What you are asked to do: Reproduce the part of the items that opens with the line containing "Per the model card, this system localises the red" and closes with the line containing "121 20 246 461", keeping every line and offsetting each bounding box coordinate in the answers by -68. Leave the requests and their sample numbers unchanged.

Source data:
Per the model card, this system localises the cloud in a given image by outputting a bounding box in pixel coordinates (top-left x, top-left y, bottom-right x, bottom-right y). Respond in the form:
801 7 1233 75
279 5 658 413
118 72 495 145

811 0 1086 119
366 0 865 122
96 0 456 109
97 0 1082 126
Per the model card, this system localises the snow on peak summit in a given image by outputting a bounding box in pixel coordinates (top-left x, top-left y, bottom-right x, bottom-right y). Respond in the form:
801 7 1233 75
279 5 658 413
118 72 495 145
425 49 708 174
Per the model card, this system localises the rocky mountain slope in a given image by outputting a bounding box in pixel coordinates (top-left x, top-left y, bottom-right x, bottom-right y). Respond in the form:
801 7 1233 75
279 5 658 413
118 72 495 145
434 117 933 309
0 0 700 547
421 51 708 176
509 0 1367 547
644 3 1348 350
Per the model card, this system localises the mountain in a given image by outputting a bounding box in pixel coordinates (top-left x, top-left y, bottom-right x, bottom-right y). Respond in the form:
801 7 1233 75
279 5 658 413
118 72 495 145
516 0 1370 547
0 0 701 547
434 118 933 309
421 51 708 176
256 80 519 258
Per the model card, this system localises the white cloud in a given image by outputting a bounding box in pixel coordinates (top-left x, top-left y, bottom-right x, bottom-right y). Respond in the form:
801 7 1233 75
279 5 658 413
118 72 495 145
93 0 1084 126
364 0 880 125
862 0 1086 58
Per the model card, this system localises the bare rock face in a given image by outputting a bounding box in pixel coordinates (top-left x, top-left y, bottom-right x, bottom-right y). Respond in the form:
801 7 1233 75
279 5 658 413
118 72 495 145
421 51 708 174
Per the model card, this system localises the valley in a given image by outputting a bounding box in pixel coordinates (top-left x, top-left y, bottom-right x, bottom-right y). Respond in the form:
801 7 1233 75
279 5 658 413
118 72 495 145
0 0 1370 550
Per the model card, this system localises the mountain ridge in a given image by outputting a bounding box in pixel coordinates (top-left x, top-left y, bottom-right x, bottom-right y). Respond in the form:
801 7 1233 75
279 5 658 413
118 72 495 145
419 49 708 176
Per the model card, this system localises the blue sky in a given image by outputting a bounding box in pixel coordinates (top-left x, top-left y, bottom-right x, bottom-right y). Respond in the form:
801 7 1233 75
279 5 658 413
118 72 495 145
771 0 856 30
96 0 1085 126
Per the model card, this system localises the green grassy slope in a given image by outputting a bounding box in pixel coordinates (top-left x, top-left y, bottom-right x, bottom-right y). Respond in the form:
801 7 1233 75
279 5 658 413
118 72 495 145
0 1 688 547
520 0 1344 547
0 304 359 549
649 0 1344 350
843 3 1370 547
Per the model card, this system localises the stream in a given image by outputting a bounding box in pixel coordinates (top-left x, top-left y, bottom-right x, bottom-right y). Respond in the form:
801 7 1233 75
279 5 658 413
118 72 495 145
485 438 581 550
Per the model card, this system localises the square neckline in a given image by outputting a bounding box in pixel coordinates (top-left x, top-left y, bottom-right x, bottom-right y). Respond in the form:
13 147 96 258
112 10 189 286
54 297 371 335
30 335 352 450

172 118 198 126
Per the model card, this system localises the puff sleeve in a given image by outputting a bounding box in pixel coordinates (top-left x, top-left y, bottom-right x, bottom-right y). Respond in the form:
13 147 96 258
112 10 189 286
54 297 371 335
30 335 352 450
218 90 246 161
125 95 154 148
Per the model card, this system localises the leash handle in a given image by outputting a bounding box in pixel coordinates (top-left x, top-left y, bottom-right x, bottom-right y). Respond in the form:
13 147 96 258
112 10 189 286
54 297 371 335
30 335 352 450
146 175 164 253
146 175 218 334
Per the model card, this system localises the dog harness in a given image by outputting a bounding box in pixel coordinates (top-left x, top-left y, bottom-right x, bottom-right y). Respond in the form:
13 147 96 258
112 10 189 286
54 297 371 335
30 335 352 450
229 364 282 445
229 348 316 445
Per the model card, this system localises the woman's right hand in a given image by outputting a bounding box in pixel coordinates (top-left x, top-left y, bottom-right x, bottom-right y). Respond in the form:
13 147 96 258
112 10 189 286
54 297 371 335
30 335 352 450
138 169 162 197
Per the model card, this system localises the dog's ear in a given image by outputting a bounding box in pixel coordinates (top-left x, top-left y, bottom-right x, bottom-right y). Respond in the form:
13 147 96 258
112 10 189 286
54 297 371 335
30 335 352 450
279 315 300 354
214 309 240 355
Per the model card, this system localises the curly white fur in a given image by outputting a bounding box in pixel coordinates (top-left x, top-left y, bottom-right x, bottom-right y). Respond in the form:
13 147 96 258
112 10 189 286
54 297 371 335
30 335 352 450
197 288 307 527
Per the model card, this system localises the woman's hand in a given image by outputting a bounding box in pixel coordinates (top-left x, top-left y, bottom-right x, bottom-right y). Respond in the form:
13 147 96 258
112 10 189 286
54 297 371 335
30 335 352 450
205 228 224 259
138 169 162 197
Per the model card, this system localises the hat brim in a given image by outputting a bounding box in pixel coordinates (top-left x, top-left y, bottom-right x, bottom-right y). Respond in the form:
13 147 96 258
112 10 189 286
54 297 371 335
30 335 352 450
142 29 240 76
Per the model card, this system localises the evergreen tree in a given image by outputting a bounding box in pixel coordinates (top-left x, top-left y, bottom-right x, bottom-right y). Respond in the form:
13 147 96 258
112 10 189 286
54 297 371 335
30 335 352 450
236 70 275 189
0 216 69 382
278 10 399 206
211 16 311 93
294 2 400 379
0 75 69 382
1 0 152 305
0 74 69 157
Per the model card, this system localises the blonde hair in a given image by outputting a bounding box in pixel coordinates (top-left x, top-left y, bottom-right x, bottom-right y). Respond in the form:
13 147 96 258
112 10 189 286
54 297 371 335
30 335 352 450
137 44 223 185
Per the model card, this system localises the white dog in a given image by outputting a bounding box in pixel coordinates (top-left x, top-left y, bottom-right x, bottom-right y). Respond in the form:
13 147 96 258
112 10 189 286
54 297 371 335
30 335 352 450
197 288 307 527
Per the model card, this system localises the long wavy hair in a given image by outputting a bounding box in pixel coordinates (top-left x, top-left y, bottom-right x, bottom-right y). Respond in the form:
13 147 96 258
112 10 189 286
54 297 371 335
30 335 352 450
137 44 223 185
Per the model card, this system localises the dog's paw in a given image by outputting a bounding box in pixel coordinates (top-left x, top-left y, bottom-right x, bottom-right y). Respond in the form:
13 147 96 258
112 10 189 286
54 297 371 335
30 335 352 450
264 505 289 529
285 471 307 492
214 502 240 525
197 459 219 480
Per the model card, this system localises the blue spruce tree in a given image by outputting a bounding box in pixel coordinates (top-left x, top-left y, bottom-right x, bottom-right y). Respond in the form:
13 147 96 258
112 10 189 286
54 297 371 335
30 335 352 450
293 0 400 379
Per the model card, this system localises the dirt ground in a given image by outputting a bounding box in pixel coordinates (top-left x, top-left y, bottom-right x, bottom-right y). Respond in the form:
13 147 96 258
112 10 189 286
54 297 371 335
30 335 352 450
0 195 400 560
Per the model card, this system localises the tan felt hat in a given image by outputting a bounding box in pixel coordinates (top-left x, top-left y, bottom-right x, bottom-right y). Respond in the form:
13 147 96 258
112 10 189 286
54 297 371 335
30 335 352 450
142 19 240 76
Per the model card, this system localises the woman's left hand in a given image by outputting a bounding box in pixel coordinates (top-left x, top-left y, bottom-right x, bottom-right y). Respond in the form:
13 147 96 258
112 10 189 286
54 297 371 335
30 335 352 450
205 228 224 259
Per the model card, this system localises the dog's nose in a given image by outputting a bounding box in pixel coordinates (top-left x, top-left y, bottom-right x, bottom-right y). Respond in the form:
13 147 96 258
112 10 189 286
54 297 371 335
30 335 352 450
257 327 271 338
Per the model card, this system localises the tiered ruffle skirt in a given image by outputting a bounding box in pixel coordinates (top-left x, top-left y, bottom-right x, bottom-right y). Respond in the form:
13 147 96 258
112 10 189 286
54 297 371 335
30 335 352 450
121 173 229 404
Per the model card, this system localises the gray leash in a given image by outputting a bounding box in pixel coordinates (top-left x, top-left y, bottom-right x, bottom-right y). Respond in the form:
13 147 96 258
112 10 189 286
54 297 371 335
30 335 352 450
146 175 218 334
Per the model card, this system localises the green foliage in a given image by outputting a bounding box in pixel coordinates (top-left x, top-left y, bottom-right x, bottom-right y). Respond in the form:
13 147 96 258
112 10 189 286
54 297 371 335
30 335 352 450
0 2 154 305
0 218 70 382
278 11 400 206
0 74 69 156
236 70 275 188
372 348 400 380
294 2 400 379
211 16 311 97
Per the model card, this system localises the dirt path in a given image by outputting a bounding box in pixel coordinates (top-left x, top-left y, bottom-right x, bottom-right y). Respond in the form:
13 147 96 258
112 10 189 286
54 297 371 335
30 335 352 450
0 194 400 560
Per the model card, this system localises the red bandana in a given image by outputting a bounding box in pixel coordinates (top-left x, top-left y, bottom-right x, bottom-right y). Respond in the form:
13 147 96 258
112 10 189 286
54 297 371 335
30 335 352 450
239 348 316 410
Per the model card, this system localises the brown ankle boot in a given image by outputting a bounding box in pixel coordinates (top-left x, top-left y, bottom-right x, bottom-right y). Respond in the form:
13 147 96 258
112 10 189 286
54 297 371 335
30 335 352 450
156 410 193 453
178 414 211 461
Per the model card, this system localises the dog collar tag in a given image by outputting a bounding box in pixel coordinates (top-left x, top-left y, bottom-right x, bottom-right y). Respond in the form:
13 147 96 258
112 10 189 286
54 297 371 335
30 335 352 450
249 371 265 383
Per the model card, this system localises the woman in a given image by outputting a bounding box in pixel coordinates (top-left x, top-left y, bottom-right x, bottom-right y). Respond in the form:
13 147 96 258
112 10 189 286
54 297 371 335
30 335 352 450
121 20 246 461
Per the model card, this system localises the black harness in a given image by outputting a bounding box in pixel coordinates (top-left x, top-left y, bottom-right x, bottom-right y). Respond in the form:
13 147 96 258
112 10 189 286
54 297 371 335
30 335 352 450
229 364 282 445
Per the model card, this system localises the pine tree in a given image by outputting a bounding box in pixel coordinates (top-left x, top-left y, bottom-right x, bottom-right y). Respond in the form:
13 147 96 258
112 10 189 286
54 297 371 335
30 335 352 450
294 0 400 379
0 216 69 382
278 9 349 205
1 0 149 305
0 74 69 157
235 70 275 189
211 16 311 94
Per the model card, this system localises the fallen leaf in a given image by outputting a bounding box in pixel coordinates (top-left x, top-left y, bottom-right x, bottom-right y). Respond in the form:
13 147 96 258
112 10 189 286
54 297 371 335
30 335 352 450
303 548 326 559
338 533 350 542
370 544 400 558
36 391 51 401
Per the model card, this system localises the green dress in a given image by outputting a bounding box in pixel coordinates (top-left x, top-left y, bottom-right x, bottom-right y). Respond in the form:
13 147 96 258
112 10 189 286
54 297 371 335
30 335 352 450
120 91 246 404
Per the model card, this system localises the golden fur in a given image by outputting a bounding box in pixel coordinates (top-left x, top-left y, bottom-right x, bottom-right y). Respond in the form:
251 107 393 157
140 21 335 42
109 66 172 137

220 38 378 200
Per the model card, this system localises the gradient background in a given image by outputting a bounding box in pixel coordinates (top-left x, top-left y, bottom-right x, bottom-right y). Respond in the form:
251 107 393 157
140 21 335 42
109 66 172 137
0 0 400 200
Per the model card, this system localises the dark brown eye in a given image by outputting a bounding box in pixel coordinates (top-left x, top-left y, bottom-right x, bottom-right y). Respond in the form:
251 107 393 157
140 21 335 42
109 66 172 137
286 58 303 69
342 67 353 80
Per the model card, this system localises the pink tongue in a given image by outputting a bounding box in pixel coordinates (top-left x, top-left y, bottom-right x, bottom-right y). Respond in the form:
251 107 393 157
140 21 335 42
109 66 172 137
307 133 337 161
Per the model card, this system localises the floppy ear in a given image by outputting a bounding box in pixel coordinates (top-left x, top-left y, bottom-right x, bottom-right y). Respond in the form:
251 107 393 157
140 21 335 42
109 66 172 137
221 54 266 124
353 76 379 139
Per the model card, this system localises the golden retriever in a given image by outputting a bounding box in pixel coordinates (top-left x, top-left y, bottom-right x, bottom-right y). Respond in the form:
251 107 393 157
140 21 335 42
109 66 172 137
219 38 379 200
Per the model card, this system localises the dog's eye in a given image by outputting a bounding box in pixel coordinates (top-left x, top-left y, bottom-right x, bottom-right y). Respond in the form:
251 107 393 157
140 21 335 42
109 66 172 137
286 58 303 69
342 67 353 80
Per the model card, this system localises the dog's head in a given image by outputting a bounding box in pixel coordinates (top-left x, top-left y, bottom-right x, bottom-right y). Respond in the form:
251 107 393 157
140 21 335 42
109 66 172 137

Written solution:
Per the model card, this system localises the red bandana in a given image by outputting a bounding box in pixel coordinates (top-left x, top-left y, bottom-right x, bottom-right y). Respond in the form:
13 147 96 258
112 10 189 286
54 297 371 335
30 335 352 450
171 280 248 342
Per the model card, this system localises the brown ankle boot in a given image by outputting a bounding box in pixel coordinates (top-left x, top-left y, bottom-right x, bottom-right y). Respond in the form:
13 147 96 258
112 10 189 286
54 297 371 335
30 335 352 450
88 342 125 385
110 346 143 393
Per the model card, this system localises the dog collar tag in a given image by outputting a bounding box in pixel coordinates (top-left x, top-left y, bottom-right x, bottom-right y). Respond in the form:
13 147 96 258
112 10 189 286
54 297 371 335
30 335 352 450
181 303 197 315
Per the model card, this system localises the woman in a given image by outputting a bounding box in pixel coordinates (top-left x, top-left y, bottom-right x, bottom-right y). Respond in the form:
13 147 96 258
112 10 189 286
54 297 371 335
30 335 352 450
53 -48 178 393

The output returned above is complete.